Task item A —
In the text on AR-301, how many intensive care units took part in the Phase 2a clinical trial?
Task item B —
Write a continuation of the text about AR-301 (tosatoxumab), picking up after its last sentence.

Excerpt provided —
AR-301 (Tosatoxumab)

Fully Human mAb Against Staphylococcus aureus

AR-301: Human anti-S. aureus mAb for therapeutic treatment of VAP

AR-301 (tosatoxumab) is a fully human monoclonal IgG1 antibody (mAb) that specifically targets S. aureus alpha-toxin, an important virulence factor that is secreted by both methicillin-resistant S. aureus (MRSA) and methicillin-sensitive S. aureus (MSSA).

AR-301 protects against alpha-toxin mediated destruction of host cells, preserving the human immune cells. AR-301’s mode of action is independent of the antibiotic resistance profile of S. aureus, and it is active against infections caused by both MRSA and MSSA.

Top-line data was reported from a double-blinded, placebo-controlled Phase 2a clinical trial conducted across 31 intensive care units in four European countries and the U.S. evaluating the safety, pharmacokinetics, and efficacy of ascending doses of AR-301. AR-301 was tested as an adjunctive therapy to standard of care antibiotics in patients diagnosed with severe hospital-acquired pneumonia (HAP) and ventilator associated pneumonia (VAP) patients caused by S. aureus. Patients treated with AR-301 consistently demonstrated less time spent under mechanical ventilation and higher rates of S. aureus eradication as compared to those treated with antibiotics alone.

AR-301 was deemed to be safe and well tolerated, as no serious adverse events were reported in patients receiving AR-301 at all dose levels, and there was no difference in adverse events reported among the groups. AR-301 was granted Fast Track designation by the FDA and orphan drug designation in the European Union. AR-301 is currently being evaluated in a global Phase 3 clinical study.

Record excerpts —

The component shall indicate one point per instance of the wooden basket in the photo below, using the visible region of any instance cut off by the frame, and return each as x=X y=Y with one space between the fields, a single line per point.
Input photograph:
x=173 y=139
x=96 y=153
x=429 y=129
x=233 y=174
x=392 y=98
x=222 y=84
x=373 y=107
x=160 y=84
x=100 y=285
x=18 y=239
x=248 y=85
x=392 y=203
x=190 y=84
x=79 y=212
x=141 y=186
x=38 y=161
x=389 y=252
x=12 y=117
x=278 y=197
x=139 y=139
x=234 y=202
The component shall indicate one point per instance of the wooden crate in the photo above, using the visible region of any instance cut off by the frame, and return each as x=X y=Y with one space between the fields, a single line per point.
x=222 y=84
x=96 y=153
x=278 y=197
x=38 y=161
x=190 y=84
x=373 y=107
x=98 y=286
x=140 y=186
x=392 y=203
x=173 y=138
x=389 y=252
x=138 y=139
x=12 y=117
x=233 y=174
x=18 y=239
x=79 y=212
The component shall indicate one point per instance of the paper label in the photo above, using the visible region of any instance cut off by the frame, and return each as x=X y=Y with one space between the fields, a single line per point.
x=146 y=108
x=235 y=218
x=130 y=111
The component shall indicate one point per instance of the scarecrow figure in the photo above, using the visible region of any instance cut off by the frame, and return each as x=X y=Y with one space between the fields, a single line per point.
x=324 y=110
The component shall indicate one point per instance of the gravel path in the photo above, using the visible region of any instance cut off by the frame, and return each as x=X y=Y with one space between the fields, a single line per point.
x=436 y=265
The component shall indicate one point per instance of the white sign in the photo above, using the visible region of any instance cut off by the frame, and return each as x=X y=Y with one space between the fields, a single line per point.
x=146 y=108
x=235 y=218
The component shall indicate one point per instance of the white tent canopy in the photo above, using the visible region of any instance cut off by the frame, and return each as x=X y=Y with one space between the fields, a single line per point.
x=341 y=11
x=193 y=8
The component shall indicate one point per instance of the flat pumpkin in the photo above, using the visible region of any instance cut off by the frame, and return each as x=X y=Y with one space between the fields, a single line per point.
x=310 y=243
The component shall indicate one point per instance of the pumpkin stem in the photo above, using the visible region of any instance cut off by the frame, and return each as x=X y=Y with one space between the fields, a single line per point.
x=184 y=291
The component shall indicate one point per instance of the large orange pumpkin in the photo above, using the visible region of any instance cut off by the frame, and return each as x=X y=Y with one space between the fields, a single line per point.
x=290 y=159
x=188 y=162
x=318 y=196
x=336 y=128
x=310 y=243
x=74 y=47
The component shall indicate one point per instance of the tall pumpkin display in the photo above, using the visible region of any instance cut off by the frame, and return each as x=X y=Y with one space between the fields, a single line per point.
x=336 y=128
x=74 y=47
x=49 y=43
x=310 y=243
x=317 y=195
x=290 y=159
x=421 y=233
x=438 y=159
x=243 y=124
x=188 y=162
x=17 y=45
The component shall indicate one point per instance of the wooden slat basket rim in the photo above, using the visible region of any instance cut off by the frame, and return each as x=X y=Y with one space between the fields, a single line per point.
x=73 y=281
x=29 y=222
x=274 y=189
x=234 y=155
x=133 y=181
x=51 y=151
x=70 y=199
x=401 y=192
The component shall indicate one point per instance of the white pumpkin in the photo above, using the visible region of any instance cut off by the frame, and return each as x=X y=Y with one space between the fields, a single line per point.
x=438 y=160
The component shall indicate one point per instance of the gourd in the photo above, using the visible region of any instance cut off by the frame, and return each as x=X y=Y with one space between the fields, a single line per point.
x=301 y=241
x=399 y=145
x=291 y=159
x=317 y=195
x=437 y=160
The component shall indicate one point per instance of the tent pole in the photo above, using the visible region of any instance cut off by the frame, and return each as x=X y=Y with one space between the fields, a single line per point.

Answer area A —
31 intensive care units.

Answer area B —
Pathogenicity of S. aureus

S. aureus is a leading cause of hospital-acquired lower respiratory tract infections (e.g., pneumonia), bloodstream, skin, soft tissue, and surgical site infections. Treatment of these infections has become more challenging due to the emergence of multi-drug resistant (‘MRSA’) strains. In many developed countries around the world, including the U.S., UK, and Japan, resistance to beta-lactam antibiotics in MRSA strains is a major problem in hospitals and other healthcare settings. Notably, the incidence rate of all invasive MRSA infections, including those outside of hospitals, is high compared with other bacterial pathogens, with these infections resulting in mortality rates of up to 50%.

In spite of preventive measures and various antibiotic treatment options, there is a clear medical need for alternative therapeutic interventions to treat hospital-acquired S. aureus infections. In this context, the use of human monoclonal antibodies (mAb) for passive immunotherapy against S. aureus infections represents a promising new approach to combat the disturbing rise in antibiotic resistance.